[Shape annotation entries]
+---+

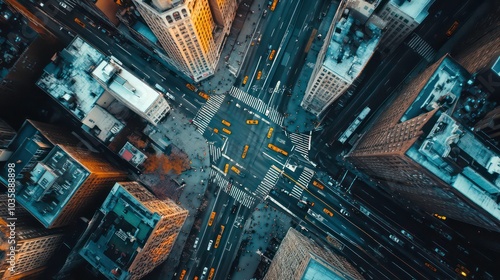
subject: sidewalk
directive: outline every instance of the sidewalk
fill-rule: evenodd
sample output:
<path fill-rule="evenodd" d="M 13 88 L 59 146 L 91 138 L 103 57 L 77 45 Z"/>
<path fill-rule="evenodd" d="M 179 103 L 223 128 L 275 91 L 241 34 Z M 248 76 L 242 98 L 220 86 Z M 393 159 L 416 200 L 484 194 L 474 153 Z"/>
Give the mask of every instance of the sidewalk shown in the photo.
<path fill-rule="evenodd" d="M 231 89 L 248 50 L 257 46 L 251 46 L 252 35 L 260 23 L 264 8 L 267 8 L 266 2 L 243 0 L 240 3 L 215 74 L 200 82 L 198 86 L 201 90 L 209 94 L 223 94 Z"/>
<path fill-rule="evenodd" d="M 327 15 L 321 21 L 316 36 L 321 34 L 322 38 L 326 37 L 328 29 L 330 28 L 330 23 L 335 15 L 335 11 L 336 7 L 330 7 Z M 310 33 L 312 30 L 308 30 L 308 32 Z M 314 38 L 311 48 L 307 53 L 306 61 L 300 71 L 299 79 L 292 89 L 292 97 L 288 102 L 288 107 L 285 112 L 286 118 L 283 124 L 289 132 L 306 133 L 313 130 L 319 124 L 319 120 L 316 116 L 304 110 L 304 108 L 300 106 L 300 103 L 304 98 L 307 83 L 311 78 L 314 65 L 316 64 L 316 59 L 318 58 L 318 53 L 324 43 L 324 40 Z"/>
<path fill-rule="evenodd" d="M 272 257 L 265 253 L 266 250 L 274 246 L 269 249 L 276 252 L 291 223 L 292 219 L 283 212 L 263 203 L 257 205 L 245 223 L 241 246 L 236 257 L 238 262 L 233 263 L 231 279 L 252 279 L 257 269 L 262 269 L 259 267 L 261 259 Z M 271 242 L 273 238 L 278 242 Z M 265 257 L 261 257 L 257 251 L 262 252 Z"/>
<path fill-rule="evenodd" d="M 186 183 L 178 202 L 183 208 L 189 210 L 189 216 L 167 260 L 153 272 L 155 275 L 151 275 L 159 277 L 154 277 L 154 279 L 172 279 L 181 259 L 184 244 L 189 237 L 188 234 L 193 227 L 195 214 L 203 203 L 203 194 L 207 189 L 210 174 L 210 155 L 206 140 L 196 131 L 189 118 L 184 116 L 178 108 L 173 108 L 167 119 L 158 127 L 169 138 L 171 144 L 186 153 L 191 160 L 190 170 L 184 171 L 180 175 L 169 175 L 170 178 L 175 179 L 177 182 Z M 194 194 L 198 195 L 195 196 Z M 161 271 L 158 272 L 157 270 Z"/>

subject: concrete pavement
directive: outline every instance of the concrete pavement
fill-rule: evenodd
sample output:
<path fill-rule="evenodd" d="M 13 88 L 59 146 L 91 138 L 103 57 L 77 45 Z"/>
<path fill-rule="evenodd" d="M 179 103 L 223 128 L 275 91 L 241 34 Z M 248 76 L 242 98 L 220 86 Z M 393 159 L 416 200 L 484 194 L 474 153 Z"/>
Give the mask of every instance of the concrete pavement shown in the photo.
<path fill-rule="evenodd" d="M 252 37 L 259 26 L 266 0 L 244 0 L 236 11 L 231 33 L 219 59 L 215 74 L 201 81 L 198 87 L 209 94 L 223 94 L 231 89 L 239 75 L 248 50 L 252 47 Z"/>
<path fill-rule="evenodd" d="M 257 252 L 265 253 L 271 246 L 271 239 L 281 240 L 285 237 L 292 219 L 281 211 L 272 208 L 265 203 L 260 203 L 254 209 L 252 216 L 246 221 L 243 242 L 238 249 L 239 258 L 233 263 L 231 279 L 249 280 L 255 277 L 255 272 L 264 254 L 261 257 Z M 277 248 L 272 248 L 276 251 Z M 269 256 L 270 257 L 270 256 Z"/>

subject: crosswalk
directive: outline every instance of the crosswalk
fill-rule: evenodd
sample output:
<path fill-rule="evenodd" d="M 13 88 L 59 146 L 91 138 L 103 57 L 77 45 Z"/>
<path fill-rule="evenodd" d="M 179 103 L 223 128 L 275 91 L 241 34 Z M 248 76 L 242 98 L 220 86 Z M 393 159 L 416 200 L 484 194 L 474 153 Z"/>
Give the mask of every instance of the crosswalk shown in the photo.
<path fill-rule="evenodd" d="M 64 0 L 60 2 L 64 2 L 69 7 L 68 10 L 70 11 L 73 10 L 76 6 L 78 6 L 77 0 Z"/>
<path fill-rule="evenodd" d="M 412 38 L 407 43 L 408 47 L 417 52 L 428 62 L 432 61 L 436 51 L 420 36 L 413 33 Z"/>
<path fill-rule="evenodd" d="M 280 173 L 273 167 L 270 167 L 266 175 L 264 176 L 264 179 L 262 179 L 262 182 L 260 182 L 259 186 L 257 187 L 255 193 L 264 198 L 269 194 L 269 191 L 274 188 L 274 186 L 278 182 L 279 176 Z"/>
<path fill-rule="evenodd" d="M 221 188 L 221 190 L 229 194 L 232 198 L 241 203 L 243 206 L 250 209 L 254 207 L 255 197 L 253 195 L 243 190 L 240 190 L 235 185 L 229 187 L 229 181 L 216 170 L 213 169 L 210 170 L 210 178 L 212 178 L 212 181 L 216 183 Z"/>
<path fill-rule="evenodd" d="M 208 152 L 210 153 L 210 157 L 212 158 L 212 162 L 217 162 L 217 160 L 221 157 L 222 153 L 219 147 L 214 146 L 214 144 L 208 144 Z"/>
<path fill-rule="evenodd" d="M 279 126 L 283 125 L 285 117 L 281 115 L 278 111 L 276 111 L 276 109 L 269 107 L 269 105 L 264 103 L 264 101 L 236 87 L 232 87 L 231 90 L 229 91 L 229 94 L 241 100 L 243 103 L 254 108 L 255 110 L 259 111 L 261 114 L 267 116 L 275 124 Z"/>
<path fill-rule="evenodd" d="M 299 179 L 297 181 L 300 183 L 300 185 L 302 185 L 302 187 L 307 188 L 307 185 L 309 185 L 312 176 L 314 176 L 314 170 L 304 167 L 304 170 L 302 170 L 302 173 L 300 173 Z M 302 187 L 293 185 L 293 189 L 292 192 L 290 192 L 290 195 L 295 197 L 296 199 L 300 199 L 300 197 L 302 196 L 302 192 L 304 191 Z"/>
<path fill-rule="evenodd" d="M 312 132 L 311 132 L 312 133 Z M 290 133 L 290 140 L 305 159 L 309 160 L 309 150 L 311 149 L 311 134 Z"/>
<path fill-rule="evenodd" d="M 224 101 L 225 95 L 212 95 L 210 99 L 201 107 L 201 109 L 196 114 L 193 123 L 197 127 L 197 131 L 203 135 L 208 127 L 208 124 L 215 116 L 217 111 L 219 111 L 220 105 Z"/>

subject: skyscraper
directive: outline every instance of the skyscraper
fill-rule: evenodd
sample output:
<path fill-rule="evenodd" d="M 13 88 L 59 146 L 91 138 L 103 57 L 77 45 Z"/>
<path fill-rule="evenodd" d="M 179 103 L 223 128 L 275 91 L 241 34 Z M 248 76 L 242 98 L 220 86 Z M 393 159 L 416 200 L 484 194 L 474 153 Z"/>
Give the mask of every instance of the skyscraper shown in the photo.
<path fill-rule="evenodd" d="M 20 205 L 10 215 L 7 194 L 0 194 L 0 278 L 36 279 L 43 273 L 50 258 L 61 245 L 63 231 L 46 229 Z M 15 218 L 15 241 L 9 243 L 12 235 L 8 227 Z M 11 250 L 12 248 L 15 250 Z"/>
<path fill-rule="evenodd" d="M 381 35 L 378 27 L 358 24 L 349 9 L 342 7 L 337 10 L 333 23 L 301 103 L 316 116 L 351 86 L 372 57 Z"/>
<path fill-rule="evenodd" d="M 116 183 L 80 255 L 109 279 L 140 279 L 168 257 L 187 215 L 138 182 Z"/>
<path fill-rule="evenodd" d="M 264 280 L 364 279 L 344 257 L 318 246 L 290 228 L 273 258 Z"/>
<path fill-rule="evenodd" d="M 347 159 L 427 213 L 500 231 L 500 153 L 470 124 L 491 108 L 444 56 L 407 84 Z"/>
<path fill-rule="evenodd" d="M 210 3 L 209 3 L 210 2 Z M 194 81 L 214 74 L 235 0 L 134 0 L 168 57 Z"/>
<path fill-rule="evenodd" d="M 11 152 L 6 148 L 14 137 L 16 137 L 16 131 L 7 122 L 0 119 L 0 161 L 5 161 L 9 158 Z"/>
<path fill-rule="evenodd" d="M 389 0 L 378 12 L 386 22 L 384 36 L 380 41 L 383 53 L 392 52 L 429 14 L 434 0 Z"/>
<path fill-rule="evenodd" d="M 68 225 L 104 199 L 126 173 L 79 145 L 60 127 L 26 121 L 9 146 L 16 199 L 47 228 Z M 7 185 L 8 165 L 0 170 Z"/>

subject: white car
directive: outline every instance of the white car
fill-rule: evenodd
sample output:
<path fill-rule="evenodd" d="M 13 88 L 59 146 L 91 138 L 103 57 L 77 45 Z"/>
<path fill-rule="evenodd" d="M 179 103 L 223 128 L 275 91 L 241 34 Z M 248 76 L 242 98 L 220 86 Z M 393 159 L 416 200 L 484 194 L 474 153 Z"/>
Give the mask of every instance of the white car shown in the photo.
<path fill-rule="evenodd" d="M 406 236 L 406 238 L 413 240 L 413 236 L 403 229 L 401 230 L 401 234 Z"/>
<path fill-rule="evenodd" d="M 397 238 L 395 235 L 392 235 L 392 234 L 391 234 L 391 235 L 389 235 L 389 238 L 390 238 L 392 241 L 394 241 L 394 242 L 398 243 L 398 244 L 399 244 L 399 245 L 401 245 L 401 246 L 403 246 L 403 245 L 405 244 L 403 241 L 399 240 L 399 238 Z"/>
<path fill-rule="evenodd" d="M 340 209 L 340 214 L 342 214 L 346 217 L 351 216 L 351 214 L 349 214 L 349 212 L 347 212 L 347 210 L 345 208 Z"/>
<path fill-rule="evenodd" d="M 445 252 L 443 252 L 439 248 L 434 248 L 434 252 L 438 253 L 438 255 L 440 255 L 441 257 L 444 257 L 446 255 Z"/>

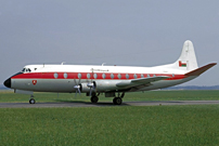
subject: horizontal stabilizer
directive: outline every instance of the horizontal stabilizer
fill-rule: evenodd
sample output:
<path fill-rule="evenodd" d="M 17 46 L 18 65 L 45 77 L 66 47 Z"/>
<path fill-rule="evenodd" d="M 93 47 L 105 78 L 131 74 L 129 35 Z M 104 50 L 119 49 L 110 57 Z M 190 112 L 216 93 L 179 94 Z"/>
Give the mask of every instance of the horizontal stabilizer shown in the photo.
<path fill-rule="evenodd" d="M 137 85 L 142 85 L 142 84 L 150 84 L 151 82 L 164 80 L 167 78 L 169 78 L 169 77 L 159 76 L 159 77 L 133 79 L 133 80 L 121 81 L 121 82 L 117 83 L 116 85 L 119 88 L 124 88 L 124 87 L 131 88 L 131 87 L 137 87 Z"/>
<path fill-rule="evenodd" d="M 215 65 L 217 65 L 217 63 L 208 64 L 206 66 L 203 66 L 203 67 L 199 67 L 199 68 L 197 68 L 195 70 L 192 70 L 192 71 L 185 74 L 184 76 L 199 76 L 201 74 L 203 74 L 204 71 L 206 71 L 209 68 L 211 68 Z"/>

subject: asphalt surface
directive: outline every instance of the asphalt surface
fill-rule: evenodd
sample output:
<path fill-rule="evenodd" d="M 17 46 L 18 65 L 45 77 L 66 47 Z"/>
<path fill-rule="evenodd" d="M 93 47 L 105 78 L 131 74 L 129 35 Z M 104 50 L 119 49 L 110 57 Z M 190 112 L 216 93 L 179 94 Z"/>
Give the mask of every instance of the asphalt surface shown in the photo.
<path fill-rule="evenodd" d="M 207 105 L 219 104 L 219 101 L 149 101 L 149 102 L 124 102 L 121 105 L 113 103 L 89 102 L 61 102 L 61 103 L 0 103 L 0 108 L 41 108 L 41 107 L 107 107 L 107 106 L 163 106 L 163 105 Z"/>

+---+

• PROBLEM TO WORK ON:
Copy each line of the material above that contains the word "skyscraper". Letter case counts.

• EXPECTED OUTPUT:
subject: skyscraper
directive: outline every instance of the skyscraper
Give the mask of every instance of the skyscraper shown in the photo.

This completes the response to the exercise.